(What is required) Turn the data, from its start through the line containing "positive clicks: (1638, 1138)", into a numbered list, leaving out any blank lines.

(Records for the exercise)

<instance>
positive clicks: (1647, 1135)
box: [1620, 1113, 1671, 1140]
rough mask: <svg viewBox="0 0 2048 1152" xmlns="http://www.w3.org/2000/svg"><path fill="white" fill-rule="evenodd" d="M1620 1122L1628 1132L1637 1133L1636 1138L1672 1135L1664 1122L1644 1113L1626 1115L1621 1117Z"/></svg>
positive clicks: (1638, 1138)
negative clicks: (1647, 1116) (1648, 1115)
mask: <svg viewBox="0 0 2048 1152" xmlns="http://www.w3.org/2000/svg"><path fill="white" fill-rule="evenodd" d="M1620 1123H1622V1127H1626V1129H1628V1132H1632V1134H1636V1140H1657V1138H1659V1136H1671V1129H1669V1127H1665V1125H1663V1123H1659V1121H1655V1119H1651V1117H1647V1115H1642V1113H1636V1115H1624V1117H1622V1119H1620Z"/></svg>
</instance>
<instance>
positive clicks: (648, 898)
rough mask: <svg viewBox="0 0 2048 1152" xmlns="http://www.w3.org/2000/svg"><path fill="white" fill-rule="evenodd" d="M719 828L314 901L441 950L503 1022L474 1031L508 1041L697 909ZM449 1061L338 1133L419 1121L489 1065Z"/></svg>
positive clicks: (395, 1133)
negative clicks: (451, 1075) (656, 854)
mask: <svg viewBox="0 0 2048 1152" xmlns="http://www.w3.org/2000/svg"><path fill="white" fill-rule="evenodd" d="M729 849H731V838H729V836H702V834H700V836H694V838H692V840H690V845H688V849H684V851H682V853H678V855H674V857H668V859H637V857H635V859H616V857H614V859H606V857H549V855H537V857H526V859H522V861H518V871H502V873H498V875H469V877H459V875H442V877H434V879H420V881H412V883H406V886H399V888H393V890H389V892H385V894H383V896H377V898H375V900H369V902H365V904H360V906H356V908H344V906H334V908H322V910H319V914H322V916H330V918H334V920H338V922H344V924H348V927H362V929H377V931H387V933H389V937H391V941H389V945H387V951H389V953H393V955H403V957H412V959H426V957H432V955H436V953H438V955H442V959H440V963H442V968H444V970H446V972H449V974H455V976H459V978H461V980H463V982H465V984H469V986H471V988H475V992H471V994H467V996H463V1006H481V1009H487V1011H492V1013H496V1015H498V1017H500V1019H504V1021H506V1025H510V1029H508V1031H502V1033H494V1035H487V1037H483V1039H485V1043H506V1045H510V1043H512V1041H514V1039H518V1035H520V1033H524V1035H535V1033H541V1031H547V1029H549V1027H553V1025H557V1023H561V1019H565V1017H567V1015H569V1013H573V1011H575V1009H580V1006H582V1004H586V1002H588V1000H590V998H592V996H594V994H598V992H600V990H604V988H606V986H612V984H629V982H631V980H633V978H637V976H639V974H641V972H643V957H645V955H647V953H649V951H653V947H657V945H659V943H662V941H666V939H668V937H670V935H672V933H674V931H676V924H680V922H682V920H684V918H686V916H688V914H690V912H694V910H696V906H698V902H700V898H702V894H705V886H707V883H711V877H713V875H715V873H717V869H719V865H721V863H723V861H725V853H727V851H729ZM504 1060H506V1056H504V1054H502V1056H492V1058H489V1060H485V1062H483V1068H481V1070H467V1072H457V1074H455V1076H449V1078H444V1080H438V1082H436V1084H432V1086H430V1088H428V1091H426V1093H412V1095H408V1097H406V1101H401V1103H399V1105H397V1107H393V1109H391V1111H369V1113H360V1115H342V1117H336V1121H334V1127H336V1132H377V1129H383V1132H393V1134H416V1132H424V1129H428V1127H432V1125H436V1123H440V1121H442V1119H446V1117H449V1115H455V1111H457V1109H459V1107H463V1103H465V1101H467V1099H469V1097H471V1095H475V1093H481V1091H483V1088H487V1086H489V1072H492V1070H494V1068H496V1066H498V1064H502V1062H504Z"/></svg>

(Your solution)
1. <instance>
2. positive clicks: (1647, 1135)
3. box: [1620, 1113, 1671, 1140]
4. rough mask: <svg viewBox="0 0 2048 1152" xmlns="http://www.w3.org/2000/svg"><path fill="white" fill-rule="evenodd" d="M1620 1122L1628 1132L1637 1133L1636 1138L1672 1135L1664 1122L1644 1113L1626 1115L1621 1117Z"/></svg>
5. positive clicks: (1638, 1138)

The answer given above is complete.